Document text:
---------------

Best Practice

When bereavements happen

Pupil wellbeing
Most students experience a bereavement before the age of 16. Would you be able to support them? Phil Parker lists some basic rules to follow.

Several schools I work with have asked that I produce tutorial resources to bring school-wide recognition to the issue of childhood bereavement. 

Up to 70 per cent of schools will have a bereaved student on their role at any one time and 92 per cent of students experience a “significant” bereavement before they are 16.

I took on the challenge because of my own experiences. The day my son started school was the same day my mother died. It meant him facing two huge challenges in the same day, aged 5. Looking back I don’t think we coped well, it was a new experience to us all. Where’s the Bereavement Manual to tell you what to say or do? 

Many years later, I had a student whose family home burned down. He and his mother survived but his three siblings did not. The lad went into meltdown. He’d considered himself “the man of the house” with no adult male around; therefore he believed he’d failed to protect his siblings. 

It meant a steep learning curve for me, as the person who became his rock in the maelstrom his life had become. Again, there was no manual available to help me support this lad.

---------------

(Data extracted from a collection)
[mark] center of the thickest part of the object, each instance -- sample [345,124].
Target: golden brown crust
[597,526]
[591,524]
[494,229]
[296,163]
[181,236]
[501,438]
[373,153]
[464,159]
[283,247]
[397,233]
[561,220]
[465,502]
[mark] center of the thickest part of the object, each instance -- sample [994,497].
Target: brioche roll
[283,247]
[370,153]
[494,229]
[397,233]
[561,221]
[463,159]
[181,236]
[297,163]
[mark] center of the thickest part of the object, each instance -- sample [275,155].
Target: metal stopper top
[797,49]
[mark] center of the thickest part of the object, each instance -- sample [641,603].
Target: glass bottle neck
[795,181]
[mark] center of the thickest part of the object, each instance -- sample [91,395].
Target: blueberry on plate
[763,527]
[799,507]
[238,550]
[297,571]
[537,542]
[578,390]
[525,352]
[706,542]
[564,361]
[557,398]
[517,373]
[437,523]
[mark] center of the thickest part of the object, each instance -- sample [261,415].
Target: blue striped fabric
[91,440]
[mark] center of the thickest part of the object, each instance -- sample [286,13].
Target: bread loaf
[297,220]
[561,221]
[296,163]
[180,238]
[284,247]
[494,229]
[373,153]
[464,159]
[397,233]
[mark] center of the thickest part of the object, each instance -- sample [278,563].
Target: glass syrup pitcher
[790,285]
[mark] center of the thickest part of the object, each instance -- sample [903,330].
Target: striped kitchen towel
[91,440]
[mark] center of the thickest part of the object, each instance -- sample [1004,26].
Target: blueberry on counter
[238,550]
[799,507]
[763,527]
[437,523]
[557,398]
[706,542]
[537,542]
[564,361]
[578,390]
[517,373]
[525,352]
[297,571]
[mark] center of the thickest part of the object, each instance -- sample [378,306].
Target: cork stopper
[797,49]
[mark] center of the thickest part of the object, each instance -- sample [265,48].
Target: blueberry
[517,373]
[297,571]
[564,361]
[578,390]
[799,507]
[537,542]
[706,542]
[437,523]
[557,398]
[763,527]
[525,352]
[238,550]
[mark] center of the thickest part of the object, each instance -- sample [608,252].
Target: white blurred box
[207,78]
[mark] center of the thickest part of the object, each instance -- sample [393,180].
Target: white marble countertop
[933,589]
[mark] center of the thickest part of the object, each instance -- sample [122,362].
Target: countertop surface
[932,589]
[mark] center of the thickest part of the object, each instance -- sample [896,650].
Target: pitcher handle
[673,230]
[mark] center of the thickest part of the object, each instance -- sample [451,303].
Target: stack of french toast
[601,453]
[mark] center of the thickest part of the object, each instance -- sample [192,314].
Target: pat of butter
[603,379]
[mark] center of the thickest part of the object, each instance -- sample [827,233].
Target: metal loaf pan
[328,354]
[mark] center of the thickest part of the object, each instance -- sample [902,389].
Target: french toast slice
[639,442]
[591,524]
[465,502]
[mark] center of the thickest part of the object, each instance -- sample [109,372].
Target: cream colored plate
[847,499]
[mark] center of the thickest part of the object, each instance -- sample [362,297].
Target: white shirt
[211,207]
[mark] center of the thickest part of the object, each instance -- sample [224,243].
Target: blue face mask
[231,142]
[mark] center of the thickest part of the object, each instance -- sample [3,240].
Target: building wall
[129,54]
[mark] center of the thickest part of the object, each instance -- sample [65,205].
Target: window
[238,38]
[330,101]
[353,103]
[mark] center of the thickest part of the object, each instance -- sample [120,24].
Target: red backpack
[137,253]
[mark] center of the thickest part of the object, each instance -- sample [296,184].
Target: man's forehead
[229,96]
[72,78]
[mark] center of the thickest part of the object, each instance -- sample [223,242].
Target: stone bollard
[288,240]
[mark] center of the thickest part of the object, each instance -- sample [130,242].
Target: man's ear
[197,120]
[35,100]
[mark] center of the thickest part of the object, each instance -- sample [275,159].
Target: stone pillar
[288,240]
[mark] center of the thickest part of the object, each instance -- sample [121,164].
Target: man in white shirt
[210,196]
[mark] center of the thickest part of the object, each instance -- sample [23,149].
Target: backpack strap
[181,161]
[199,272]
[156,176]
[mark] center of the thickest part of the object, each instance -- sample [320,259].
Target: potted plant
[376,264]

---------------

Things to do:
a – According to the article on childhood bereavement, what share of students experience a "significant" bereavement before they are 16?
b – Translate this sentence from the article on childhood bereavement into Spanish: "The day my son started school was the same day my mother died."

Worked solutions:
a – 92 per cent of students experience a "significant" bereavement before they are 16.

b – El día en que mi hijo empezó la escuela fue el mismo día en que murió mi madre.